PROBLEM REQUIREMENTS: Emit only the lines from the line containing "Find the dog paw" through the last line of the entries, unchanged.

EXTRACTED DATA:
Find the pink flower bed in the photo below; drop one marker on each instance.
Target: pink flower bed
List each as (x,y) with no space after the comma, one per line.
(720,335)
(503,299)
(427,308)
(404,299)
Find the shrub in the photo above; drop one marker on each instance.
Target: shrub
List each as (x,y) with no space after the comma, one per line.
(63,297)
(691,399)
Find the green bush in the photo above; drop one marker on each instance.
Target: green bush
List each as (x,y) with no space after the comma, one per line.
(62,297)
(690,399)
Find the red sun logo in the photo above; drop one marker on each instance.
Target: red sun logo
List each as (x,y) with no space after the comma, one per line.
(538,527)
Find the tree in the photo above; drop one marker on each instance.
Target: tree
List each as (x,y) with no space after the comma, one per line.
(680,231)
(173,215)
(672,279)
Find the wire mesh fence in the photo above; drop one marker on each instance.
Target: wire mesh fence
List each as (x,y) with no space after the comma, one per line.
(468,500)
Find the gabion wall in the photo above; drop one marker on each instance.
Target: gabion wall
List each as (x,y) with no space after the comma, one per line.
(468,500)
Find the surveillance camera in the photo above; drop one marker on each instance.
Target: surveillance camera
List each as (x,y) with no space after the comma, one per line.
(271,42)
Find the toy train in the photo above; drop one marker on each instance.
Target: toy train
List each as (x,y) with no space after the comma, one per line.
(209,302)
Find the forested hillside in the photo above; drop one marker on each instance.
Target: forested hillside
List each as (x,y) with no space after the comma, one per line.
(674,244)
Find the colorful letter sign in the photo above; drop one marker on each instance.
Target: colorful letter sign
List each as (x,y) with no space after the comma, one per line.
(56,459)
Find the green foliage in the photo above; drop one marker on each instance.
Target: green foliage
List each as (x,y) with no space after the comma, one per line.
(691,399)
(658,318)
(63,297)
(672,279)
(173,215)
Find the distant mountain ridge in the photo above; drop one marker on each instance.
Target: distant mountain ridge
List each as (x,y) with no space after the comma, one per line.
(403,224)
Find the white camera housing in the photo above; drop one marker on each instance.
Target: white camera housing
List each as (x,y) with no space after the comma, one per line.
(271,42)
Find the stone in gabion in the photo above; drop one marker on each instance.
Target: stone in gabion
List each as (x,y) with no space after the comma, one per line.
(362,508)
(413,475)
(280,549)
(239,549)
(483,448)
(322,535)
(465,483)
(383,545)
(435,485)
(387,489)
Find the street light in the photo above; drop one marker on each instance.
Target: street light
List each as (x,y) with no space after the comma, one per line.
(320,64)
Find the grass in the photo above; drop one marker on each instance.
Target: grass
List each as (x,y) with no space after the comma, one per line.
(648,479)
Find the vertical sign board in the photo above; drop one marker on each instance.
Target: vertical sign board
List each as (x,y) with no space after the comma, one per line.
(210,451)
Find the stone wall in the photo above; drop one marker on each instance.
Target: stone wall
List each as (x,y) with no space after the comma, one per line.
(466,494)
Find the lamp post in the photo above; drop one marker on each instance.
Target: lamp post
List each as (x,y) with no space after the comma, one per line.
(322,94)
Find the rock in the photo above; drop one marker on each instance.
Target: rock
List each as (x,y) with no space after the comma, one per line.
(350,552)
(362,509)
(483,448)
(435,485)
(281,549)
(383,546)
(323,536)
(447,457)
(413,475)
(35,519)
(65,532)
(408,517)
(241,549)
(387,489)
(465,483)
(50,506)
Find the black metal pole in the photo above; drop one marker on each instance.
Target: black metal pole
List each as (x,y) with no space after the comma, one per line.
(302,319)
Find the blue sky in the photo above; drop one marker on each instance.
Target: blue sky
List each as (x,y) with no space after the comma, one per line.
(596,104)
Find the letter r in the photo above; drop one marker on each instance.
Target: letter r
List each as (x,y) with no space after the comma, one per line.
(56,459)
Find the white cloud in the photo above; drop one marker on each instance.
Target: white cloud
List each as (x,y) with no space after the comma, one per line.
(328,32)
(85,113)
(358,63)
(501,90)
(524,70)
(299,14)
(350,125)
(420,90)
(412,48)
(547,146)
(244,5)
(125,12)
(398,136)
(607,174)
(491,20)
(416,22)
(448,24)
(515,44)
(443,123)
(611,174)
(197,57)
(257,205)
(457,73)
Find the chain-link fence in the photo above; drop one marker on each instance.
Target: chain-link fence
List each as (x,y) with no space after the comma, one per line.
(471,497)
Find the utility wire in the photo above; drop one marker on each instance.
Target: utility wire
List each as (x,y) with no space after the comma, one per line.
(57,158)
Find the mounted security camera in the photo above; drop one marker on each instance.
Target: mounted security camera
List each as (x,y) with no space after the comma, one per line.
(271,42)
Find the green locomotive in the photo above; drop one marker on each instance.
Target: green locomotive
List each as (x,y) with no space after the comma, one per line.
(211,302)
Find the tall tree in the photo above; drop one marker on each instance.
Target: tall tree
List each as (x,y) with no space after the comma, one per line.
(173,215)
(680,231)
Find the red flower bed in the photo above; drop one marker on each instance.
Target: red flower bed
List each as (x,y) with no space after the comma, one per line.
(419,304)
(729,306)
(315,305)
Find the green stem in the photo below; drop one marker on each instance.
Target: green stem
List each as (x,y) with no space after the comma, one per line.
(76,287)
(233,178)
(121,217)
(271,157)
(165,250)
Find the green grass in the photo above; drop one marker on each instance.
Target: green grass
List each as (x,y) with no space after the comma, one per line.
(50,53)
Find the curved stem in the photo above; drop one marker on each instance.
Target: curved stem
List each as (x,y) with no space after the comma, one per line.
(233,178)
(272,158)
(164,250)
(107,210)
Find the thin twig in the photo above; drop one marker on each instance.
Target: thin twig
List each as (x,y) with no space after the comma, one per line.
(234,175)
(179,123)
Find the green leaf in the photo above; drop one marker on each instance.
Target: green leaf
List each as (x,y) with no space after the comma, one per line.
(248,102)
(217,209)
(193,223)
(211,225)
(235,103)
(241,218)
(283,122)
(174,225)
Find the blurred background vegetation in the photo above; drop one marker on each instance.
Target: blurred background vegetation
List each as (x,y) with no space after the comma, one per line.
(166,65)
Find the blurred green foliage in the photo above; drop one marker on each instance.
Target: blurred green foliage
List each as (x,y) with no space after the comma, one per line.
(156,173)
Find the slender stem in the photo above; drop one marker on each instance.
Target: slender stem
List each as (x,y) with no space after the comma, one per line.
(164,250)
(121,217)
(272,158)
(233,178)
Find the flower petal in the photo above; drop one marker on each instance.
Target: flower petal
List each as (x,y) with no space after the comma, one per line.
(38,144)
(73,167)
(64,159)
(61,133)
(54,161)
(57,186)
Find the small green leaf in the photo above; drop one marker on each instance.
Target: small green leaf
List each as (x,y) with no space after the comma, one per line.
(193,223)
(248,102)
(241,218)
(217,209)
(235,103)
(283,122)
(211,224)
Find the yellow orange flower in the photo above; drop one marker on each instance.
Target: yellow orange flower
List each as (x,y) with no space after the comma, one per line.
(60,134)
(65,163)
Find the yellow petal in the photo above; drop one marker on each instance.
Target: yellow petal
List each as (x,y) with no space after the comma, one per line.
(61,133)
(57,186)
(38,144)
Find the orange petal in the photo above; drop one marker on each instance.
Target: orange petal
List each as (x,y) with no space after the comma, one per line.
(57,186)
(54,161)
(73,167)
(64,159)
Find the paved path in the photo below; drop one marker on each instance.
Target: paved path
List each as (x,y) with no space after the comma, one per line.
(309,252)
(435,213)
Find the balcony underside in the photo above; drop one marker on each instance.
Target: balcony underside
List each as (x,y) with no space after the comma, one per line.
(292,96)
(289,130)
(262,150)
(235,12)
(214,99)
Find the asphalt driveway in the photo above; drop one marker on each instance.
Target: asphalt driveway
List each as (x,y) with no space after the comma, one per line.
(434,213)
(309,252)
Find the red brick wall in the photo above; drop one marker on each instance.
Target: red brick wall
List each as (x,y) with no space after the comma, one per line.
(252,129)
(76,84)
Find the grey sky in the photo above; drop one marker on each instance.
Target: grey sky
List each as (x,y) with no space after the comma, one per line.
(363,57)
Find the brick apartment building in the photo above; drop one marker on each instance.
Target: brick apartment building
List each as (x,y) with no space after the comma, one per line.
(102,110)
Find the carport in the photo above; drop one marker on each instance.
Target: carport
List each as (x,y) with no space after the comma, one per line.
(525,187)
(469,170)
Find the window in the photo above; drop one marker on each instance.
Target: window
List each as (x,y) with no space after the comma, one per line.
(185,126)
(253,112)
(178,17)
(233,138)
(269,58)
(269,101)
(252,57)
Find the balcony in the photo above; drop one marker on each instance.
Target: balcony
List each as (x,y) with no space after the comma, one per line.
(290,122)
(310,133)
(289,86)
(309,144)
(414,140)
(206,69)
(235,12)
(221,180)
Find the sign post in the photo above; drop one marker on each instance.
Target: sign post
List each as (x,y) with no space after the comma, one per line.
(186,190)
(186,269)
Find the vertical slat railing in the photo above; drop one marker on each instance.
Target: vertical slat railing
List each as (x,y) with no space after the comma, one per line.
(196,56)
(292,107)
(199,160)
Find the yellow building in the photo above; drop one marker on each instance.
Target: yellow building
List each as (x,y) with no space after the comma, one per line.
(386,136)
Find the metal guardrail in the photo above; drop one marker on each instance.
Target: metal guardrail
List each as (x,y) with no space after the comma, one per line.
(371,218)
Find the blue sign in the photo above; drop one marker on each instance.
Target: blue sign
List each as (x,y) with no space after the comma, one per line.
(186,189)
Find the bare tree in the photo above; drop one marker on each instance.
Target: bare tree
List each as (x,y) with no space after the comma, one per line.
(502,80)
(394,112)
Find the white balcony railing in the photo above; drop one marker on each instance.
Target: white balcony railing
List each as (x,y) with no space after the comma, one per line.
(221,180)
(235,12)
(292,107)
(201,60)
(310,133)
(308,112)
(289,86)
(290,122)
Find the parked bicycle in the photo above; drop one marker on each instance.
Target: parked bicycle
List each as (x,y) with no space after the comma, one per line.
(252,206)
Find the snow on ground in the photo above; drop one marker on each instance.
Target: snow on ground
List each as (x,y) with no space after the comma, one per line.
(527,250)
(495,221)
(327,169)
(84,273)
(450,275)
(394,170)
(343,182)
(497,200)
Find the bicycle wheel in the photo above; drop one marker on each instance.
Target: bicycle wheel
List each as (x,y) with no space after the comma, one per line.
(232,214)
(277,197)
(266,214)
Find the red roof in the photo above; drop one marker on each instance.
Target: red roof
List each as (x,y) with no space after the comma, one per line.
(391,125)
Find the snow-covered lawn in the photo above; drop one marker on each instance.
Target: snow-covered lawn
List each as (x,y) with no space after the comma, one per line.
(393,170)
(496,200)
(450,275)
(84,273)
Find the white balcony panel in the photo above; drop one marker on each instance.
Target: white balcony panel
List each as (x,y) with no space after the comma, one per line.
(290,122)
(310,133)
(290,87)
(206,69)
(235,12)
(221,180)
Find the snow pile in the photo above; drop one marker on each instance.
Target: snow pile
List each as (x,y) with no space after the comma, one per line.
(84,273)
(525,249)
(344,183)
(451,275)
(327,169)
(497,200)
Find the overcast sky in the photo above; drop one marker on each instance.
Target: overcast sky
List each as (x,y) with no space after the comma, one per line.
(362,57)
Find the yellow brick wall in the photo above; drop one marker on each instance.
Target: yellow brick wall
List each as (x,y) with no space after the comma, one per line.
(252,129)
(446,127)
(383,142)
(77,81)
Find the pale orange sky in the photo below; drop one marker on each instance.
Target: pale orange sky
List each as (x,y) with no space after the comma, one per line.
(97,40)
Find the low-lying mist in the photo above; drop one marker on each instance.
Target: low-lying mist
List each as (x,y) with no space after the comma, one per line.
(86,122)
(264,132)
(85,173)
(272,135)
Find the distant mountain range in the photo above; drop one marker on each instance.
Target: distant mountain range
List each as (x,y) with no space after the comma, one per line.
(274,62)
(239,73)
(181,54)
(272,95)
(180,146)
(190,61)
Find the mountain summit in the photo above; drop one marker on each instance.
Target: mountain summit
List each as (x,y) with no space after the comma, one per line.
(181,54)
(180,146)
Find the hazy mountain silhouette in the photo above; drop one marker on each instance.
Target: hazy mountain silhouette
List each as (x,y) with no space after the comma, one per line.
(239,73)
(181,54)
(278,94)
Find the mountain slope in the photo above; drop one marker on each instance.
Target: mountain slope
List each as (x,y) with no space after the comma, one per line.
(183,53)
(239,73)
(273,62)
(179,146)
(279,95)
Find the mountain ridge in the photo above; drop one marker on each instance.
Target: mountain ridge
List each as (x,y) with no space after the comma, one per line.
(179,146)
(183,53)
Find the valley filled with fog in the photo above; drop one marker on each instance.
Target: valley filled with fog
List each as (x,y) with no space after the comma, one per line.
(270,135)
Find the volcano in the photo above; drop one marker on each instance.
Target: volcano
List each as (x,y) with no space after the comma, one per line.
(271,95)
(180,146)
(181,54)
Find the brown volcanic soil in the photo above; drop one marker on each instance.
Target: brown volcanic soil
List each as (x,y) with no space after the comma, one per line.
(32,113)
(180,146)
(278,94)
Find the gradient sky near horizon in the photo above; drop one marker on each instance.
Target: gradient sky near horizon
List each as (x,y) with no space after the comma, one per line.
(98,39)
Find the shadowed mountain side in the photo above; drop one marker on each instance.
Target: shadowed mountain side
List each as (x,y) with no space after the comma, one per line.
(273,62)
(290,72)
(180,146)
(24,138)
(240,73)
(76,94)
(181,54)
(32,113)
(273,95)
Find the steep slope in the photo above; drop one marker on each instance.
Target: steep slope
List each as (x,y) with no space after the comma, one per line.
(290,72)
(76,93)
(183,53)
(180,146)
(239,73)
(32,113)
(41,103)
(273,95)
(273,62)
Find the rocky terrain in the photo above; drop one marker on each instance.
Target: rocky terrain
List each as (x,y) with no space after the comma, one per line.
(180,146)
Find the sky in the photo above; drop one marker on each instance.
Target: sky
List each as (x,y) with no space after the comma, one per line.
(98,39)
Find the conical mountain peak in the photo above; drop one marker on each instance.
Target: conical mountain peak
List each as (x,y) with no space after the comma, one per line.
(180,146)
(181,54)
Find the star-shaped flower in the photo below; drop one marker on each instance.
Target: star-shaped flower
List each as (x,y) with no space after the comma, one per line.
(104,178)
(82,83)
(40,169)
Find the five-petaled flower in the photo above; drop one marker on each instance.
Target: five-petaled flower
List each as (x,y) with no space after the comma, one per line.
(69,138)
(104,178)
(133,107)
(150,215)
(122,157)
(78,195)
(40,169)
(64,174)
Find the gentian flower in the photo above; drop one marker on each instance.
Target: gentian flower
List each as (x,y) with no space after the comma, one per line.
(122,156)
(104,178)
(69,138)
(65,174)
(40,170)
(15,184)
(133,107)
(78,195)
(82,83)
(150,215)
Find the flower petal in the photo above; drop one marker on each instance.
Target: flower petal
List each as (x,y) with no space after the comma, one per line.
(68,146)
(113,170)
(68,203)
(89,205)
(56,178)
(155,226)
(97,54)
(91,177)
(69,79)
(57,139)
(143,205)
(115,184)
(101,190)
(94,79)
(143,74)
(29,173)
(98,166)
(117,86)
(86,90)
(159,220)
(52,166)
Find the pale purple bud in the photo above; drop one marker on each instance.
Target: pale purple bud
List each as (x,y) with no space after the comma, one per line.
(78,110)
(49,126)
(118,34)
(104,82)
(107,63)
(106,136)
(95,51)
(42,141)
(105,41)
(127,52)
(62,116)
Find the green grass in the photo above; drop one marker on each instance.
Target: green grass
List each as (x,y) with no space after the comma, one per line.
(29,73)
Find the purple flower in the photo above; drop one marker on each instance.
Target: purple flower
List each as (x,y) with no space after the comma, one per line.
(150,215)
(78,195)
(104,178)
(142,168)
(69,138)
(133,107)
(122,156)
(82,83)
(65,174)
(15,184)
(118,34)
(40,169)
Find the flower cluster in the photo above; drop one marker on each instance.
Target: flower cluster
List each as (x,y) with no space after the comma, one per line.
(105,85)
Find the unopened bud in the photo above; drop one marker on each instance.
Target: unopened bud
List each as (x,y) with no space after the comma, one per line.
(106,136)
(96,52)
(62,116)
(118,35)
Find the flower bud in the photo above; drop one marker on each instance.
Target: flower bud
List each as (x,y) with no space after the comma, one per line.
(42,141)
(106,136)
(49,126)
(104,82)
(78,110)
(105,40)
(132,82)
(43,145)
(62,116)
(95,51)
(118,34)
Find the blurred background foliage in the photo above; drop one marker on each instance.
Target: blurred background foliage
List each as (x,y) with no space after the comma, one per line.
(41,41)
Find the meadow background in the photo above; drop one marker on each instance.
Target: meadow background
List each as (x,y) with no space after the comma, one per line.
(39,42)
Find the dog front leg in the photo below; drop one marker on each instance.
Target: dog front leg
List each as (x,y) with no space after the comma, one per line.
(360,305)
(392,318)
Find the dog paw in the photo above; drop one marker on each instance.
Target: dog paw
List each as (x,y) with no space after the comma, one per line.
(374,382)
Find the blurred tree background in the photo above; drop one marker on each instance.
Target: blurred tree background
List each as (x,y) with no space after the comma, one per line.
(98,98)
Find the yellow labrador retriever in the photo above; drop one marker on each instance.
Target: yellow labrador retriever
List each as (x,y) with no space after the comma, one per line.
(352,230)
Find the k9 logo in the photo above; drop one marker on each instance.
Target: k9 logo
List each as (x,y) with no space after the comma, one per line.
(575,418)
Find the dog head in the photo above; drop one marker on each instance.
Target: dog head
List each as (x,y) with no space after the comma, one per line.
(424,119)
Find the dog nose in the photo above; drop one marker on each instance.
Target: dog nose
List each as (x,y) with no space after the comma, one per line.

RESULT OF THIS EXERCISE:
Find the dog paw in the photo above; drop one marker on each instance.
Target: dog paw
List each as (x,y) with no space after the comma, one per line.
(374,382)
Find the blurred tree background in the photo above; drop one marker on each instance.
Target: blurred tree background
List each as (x,y) with no space after the comma, one per line.
(98,98)
Find the yellow labrador retriever in the photo above; drop one marker on each instance.
Target: yellow labrador retriever
List each as (x,y) with no space after the comma, one per line.
(352,230)
Find the k9 logo in the photo above; drop one marker on each instance.
Target: k9 logo
List each as (x,y) with no space after the comma, one per line.
(575,418)
Find the dog head in the photo above; drop one marker on each instance.
Target: dog head
List each as (x,y) with no space after the comma, one per line.
(424,119)
Find the dog nose in the photo above; drop one marker on each instance.
Target: dog nose
List each as (x,y) with no space after the comma, one per line.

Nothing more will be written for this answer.